I noticed it first at a Kwanzaa party late last year. Having trouble keeping myself amused, I started quizzing those holding drinks and discovered that everyone there was kind of "into" news and recent events.
 
For a second, I brightened. As a media junkie hanging out in a room of strangers, I realized it would be my lucky night if they all turned out to be informed and alive.
 
It wasn't to be.
 
Everyone was joking about who'd called whom, in the middle of what night, to break the news of whichever bit of current events. It was as if, I realized, it was a big contest for this crowd, a competition to be the first to tell people about each big happening in our hypey news times.
 
"Remember, I was nervous to call you at three in the morning about Saddam because you love your sleep so much," reminisced one woman. She was followed by some giddy man confessing how after a recent airline crash he didn't hesitate from calling a friend, regardless of the hour, because he wanted to get to that friend "before anyone else. Yeah, that was big!"
 
Welcome to news observation as a sport. It's based on the recent discovery of how often and how fast we can celebrate (typically bad) news with each other, and we all want to win as often as possible.
 
This is a result, I am guessing, from 9/11. On that day, for the first time in a while, news became way too important to do without. It was suddenly an era when it made you feel better to pass on a Tom Friedman column or something profound or uncanny that the late Tim Russert or on time Jon Stewart had proffered in the heat of the day. Those were sad and perplexing days, and sharing was de rigueur.
 
I wonder if this is partially because we of the complacent generations have longed for our own Kennedy moment, a story with which to regale future citizens -- and each other. Finally, on that crisp fall morning, we got our own "Where were you when?" game to match the one our parents play with sadness, nostalgia, and some element of glee.
 
But now it's more than seven years later so why are we still calling each other oh-my-God-guess what in the middle of the night? Is it because we need to share life-affirming information with one another in the insecurity of Late Bush America? Has our Government's never-ending habit of attacking nations made us this way? Is it due to our own small effort to increase vigilance when the threat index changes hue?
 
Or we're bored.
 
It makes sense to go whole-hog over hugely significant news, attacks and the like. But why these phone call celebrations for items that are not going to change the world? Why call about Scott Peterson's court appearance? About Michael Jackson's new arrest (and gosh, why call about OJ now?)? About the latest missing-kid trial? Is it perhaps that this is all we have to talk about, some communal "thing" that occurred a few seconds ago? Suddenly we've all become Dateline producers, organizing life around the "get" of the day.

Dataset content ▸

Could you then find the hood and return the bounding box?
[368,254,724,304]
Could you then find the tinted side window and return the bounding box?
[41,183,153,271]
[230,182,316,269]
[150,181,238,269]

Task A ▸ Repeat word for word the stretch of the essay on news-sharing that starts at the words "This is a result, I" and ends after "element of glee.".
Task B ▸ Carry on the essay on news-sharing, picking up right after its final sentence.

Final result A ▸
This is a result, I am guessing, from 9/11. On that day, for the first time in a while, news became way too important to do without. It was suddenly an era when it made you feel better to pass on a Tom Friedman column or something profound or uncanny that the late Tim Russert or on time Jon Stewart had proffered in the heat of the day. Those were sad and perplexing days, and sharing was de rigueur.
 
I wonder if this is partially because we of the complacent generations have longed for our own Kennedy moment, a story with which to regale future citizens -- and each other. Finally, on that crisp fall morning, we got our own "Where were you when?" game to match the one our parents play with sadness, nostalgia, and some element of glee.

Final result B ▸
 
In an eerily familiar way, this is the return of the late-nineties stock ticker. Constantly clicking on stock news was (when we had stock, wow) quite the thing to do in those boom years, and then we all got into trouble with that. But in those days, one did not share the ticker news, as we do now, we merely yelped and ran from the room. It was fun -- and unlike the constant news clicking, it wasn't a drain on your time for no real gain. Back in market heyday you could jump on your slow Web, get your price, know if your portfolio was up or down, go back to work or whatever. Now we spend time surfing sites, clicking lazily onto channels, calling friends. I don't understand jumping up and down for a tragedy like we did for the Netscape stock split. This new habit seems like a very different kind of nervous-making, one we might reconsider being so giddy about.
 
A group of foreigners dies in a crash off a coast no one is sure where. That has to be shared hastily...? I vote for a moment of silence. Just a wee bit of pensiveness.
 
And how often do we really know what we're talking about before we make that call? So much of what we learn from the online news sites is really only the very latest news bites. How do you know when to jump from the link or stop watching Hannity before you email or call around? And if you're trying to get to your friends first, are you even sure you're right about it? Now we're all becoming news editors, each our own Jason Robards from All the President's Men. Are we sure about this? Are there multiple sources confirming? Then go to press.
 
Let's imagine we merely "took" the news like our grandparents did. Mine had a habit of sitting down with it and a cup of tea at 10 p.m.; when they knew where their children were they got their information and went to bed satisfied. No sharing with others. In the morning they read a newspaper and learned what they might learn more about in detail. Sure there was water-cooler talk during breaks, but it was talk about family and friends -- and the important controversy of the day. People didn't, however, feel the need to share a deadly crash/Stalin sighting/cure for polio the second after it jumped onto the screen.
 
Maybe our lives were more interesting in Grandma's day. Or there was more to gain from keeping it inside. Better yet, maybe there more faith in the evolutionary nature of the news. Here is the formula: A story breaks ("'Mad Cow' Cow Found"), there are denials of it mattering ("'Mad Cow' Cow Is Canadian"), people react really strangely ("Secretary of Agriculture Says 'Mad Cow' Won't Stop Her from Being Carnivorous"), and then we discover it's only one beast ("Lone Cow Theory Holds Up"). Eventually, the story plays out calmly ("No More 'Mad Cows,' Only Vengeful Ones") and we return to sharing liquids and baby pics with our colleagues and ultimately bored enemies.
 
The truth, it turns out, is less exciting than we thought, but that didn't stop us from a half-dozen over-excited phone calls along the way.
 
Back to that Kwanzaa festival. Everyone seemed psyched that they knew something first and had gotten to each other before other acquaintances hopped on the facts. I kept wondering what the big deal was, why they were so thrilled to be smacking people with bad news. Then it occurred to me that in times like these, where we can no longer talk about our acquisitions because it seems kind of dull to do so, when so many are hardly employed in the manner in which we'd like to be accustomed, it's hard to find and/or share things that we're overjoyed about.
 
I realized then that the news brings us joy. It doesn't matter if it's bad, good, or just strange. (You can bet there were calls about the woman who found a condom in her soup and got a settlement from those fast-food schmucks.) All that matters is that it's shareable. Bottom line is that when something unique happens on the horizon, people go berserk. It's quite simple: news-knowledge makes us look good!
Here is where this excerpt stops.